+++ SELECTED EXTRACT +++

I'm going to use the term ‘module’ to refer to a set of related classes in a source tree, but independent of whether they are expressed as source or as class files (so I'll be talking about per-module dependencies, in fact). I tend to use ‘(source) tree’ and ‘module’ interchangeably though.

The next problem stems from generating headers after compilation. If you generate them every time, everything that depends on them will get recompiled, even if the content didn't change. This is relatively easy to solve: generate the header elsewhere, compare it with the current header, and replace the current header with it if their contents differ.

Now we have a new problem. The header isn't a regular target that you depend on any more. In fact, it's a “potentially non-updating by-product” of meeting another target (compilation). You must complete that target before comparing the by-product with one of its dependencies. I achieved this initially with:

foo.compiled: | bar.compiled
foo.compiled: bar.api

…where *.compiled is the target that compiles a module, and *.api is the header (the by-product) generated from it. Here, module foo depends on the header of module bar. The first rule ensures that bar has been compiled, but it doesn't demand that foo gets compiled if bar is newer. It also ensures that, as a by-product, bar.api will exist; it might not be updated every time, but it will exist. Even though there is no rule targeting bar.api, the second rule is now safe.

The problem here is that this approach is not safe for a parallel build. (I don't particularly require a parallel build, and javac already seems to exploit parallelism to some extent. I just want projects to be able to include my makefile library without having to globally disable any parallelism they're exploiting.) Because there is no way to express the relationship between bar.compiled and bar.api, a parallel build tries to meet both rules at the same time, not realising that the tests of the second must not begin before the first is complete. One solution might be a .WAIT pseudo-prerequisite:

foo.compiled: | bar.compiled
foo.compiled: .WAIT bar.api

…but that's not widely supported. It also only rather indirectly implies the relationship between bar.compiler and bar.api. I thought I might be able to hack a new rule type into GNU Make to do this explicitly:

foo.compiled: | bar.compiled
foo.compiled: bar.api
bar.api: & bar.compiled

…but I'm just not sufficiently familiar with the program structure to do this, or to know that it is straight-forwardly possible. An alternative strategy was proposed on the GNU Make users' mailing list:

foo.compiled: bar.api
bar.api: | bar.compiled
%.api: %.compiled
	cmp -s $*.api-tmp $*.api || cp $*.api-tmp $*.api

(I wonder, can I fold the order-only rule into the pattern rule?)

+++ GIVEN INFORMATION +++

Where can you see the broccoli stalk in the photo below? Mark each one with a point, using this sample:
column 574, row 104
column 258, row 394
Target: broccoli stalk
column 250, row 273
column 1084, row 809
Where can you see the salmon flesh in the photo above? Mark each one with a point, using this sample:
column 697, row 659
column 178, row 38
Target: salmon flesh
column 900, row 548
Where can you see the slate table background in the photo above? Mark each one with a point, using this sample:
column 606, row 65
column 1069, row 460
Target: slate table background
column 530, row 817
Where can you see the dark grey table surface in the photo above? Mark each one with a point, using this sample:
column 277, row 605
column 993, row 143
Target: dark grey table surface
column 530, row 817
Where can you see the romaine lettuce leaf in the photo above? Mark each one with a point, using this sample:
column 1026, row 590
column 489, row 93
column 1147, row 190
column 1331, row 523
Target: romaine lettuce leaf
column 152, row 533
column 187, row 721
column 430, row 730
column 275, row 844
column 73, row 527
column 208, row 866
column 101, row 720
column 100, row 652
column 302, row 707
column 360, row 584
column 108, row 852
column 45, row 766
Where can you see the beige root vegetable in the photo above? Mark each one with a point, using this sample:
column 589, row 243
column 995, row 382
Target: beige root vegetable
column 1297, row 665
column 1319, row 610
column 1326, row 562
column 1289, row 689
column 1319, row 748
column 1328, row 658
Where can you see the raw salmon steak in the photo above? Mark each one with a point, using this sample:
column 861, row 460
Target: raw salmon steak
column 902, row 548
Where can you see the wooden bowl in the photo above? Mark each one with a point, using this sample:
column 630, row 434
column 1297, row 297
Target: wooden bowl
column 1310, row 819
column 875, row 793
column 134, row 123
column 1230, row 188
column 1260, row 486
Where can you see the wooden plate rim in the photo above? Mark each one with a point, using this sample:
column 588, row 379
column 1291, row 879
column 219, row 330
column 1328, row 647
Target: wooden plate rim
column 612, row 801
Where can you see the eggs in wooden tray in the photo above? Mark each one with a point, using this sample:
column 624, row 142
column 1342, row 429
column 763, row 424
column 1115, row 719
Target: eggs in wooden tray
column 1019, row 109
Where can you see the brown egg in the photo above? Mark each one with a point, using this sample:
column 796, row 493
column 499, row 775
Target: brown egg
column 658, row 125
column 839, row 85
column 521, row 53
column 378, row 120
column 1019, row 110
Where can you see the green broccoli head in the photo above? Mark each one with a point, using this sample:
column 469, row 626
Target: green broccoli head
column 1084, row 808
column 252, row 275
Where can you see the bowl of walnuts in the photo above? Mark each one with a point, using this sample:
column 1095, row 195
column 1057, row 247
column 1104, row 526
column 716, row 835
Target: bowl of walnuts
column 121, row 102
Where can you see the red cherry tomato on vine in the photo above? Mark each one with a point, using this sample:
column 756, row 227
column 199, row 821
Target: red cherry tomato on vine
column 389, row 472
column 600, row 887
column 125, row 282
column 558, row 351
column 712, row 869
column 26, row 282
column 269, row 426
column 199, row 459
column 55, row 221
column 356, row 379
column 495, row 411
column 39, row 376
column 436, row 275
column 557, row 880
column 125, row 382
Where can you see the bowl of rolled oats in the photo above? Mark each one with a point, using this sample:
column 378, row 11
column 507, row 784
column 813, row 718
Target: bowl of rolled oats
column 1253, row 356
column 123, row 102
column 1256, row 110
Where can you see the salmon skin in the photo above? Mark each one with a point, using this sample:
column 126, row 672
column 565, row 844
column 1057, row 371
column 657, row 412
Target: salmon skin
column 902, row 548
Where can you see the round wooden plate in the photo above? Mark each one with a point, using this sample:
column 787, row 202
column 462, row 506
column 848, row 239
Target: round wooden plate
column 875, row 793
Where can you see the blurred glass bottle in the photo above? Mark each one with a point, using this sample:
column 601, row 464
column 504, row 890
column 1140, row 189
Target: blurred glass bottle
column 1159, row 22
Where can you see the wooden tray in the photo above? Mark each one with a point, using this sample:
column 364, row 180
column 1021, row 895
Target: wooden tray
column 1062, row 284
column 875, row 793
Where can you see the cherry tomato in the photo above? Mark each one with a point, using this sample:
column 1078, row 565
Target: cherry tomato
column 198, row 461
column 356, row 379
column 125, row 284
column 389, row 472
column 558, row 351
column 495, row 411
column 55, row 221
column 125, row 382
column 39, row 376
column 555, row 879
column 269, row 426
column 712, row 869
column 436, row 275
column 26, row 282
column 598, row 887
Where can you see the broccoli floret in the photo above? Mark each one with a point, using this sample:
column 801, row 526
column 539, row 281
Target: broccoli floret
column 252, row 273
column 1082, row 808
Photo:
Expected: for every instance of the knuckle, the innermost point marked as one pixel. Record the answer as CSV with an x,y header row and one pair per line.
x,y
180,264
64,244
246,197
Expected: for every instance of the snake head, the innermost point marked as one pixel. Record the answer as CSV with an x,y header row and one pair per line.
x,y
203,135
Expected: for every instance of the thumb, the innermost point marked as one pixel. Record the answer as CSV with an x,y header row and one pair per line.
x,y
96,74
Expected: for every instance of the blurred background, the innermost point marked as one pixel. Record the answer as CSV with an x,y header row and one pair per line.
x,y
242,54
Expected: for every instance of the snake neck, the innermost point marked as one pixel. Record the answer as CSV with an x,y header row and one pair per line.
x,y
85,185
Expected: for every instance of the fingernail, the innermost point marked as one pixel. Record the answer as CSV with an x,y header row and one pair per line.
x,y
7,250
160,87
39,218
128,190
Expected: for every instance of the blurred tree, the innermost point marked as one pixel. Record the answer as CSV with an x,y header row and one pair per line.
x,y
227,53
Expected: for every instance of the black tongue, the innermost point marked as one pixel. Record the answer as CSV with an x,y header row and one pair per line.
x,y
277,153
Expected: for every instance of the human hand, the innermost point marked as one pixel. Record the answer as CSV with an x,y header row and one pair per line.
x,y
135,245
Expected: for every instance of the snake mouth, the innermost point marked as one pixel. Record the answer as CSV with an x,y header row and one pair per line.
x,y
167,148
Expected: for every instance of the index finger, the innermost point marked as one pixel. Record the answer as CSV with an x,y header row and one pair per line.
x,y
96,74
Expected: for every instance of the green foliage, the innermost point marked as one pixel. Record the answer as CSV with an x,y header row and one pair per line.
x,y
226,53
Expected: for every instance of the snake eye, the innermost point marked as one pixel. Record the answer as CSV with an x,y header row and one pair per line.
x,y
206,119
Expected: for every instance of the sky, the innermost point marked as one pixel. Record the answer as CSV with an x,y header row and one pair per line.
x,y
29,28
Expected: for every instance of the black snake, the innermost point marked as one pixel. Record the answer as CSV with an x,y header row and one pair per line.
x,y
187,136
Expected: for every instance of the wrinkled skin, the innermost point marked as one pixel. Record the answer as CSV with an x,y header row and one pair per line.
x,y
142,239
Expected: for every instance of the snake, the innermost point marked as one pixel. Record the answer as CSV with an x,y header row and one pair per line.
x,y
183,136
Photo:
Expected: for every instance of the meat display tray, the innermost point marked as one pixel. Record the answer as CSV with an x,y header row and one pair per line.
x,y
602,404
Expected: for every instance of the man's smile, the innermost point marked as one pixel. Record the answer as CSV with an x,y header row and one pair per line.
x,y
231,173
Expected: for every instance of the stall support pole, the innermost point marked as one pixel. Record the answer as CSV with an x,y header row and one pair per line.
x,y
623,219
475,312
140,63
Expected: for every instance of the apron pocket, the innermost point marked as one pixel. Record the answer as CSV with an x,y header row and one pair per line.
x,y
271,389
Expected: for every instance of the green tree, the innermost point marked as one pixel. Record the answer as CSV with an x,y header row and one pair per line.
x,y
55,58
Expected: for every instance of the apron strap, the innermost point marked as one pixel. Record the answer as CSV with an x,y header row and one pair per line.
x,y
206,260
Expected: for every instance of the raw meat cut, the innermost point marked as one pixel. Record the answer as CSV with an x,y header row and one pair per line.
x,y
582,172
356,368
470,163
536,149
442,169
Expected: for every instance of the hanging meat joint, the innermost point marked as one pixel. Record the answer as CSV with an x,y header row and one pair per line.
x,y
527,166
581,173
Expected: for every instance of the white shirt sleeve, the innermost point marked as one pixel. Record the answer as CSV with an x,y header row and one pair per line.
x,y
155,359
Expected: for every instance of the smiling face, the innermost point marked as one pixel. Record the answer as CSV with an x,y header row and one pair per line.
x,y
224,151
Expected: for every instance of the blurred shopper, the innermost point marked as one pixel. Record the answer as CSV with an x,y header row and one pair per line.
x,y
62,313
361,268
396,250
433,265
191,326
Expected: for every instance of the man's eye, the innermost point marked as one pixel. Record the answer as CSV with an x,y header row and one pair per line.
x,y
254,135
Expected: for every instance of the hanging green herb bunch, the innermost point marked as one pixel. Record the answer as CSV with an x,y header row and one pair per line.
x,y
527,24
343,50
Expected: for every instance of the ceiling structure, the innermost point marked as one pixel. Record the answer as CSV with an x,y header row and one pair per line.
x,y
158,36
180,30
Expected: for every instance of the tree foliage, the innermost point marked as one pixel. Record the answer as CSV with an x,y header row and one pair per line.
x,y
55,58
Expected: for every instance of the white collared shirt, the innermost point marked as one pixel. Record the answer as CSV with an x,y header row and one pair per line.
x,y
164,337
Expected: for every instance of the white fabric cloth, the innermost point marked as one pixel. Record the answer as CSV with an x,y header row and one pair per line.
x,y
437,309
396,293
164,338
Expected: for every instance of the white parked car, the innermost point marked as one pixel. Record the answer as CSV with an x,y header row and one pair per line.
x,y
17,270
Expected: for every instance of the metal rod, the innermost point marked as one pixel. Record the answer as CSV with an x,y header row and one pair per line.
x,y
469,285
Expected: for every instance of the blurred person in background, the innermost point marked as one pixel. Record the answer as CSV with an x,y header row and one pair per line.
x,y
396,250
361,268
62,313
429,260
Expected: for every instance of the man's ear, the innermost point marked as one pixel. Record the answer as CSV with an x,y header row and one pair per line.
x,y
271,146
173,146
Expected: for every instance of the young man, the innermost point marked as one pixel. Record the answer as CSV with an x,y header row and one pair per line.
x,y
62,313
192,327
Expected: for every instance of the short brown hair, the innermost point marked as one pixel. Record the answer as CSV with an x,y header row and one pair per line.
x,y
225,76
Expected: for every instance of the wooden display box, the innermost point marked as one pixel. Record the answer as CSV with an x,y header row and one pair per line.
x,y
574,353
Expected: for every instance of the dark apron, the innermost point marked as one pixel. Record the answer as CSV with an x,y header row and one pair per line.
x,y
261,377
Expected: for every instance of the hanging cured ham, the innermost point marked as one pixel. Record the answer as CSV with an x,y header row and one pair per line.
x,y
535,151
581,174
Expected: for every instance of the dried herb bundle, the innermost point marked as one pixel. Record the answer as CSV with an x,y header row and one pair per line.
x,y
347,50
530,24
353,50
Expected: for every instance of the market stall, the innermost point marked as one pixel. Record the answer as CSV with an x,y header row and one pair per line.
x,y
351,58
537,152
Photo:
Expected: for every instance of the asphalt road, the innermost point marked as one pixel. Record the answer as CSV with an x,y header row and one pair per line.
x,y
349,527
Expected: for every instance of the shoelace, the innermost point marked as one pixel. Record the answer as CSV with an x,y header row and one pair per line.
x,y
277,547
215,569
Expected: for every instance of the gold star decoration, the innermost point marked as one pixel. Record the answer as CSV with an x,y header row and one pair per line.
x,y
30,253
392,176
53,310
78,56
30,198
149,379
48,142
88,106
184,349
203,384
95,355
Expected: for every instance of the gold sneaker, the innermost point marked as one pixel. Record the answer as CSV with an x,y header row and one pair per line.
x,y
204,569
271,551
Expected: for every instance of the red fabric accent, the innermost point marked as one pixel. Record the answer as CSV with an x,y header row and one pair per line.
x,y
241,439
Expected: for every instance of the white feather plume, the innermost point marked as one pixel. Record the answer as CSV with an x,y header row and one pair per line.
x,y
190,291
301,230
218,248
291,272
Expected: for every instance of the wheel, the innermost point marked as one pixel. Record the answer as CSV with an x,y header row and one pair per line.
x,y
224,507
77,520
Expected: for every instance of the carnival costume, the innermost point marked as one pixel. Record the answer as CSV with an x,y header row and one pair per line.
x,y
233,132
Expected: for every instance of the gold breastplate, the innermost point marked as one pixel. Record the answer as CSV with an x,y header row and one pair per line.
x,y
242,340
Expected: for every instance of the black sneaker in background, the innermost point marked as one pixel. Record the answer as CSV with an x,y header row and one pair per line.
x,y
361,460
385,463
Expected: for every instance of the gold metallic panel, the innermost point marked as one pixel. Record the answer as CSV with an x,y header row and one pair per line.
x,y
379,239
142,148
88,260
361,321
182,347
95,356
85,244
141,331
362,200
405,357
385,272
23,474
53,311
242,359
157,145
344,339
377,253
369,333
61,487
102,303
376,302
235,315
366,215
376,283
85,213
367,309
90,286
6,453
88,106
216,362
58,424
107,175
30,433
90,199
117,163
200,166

+++

**GOAL A**
Copy the passage on generating module headers with make verbatim, starting at "I'm going to" and ending at "their contents differ.".
**GOAL B**
Using the passage on generating module headers with make, answer each question on its own line:
(i) What does the author use the term ‘module’ to refer to?
(ii) In the makefile rules, what does *.api stand for?
(iii) Where was the alternative strategy proposed?
**GOAL C**
Go on with the passage on generating module headers with make, starting after its final sentence.

**RESULT A**
I'm going to use the term ‘module’ to refer to a set of related classes in a source tree, but independent of whether they are expressed as source or as class files (so I'll be talking about per-module dependencies, in fact). I tend to use ‘(source) tree’ and ‘module’ interchangeably though.

The next problem stems from generating headers after compilation. If you generate them every time, everything that depends on them will get recompiled, even if the content didn't change. This is relatively easy to solve: generate the header elsewhere, compare it with the current header, and replace the current header with it if their contents differ.

**RESULT B**
(i) A set of related classes in a source tree, regardless of whether they are expressed as source or as class files.
(ii) The header, the by-product generated from a module.
(iii) On the GNU Make users' mailing list.

**RESULT C**
This is completely safe for parallel builds, but has one small caveat. If bar is compiled, a new bar.api-tmp is produced, which will be newer than bar.api. That means the pattern rule will be invoked, and the conditional copy will be applied. If the contents have changed, bar.api will be updated, preventing the rule from being invoked next time. Otherwise, bar.api-tmp remains perpetually newer than its counterpart, and the rule's recipe will keep being followed, until bar's header really does change. GNU Make will assume that some work was actually done, so it won't report ‘nothing to be done for…’. If we try to hide the command with @, we hide the activity from the user, but not from Make, so we don't get back the reassuring message of inactivity.

My solution here is a patch for GNU Make, one rather simpler than trying to add a new rule type. Instead, support a special .IDLE target to list targets whose commands should not be considered activity that suppresses the inactivity message:

foo.compiled: bar.api
bar.api: | bar.compiled
.IDLE: bar.api
%.api: %.compiled
	cmp -s $*.api-tmp $*.api || cp $*.api-tmp $*.api

This isn't a radical change. It just extends to user-defined targets a property that generated included makefiles already have.

The result is Jardeps, a makefile that you can include in your own projects to manage the building of Java components, possibly alongside other parts. You still have to express inter-module dependencies, but it's a matter of writing deps_foo += bar, and Jardeps does the rest. It also has a few other bells and whistles:

  • It generates ServiceLoader meta-data from in-code annotations.
  • It manages resource bundles.
  • It merges per-module manifests into per-jar manifests.
  • It generates OSGi imports and exports.
  • It includes a versioned-jar installation tool.
  • I just added support for CORBA IDL code generation. (I probably broke everything else with that.)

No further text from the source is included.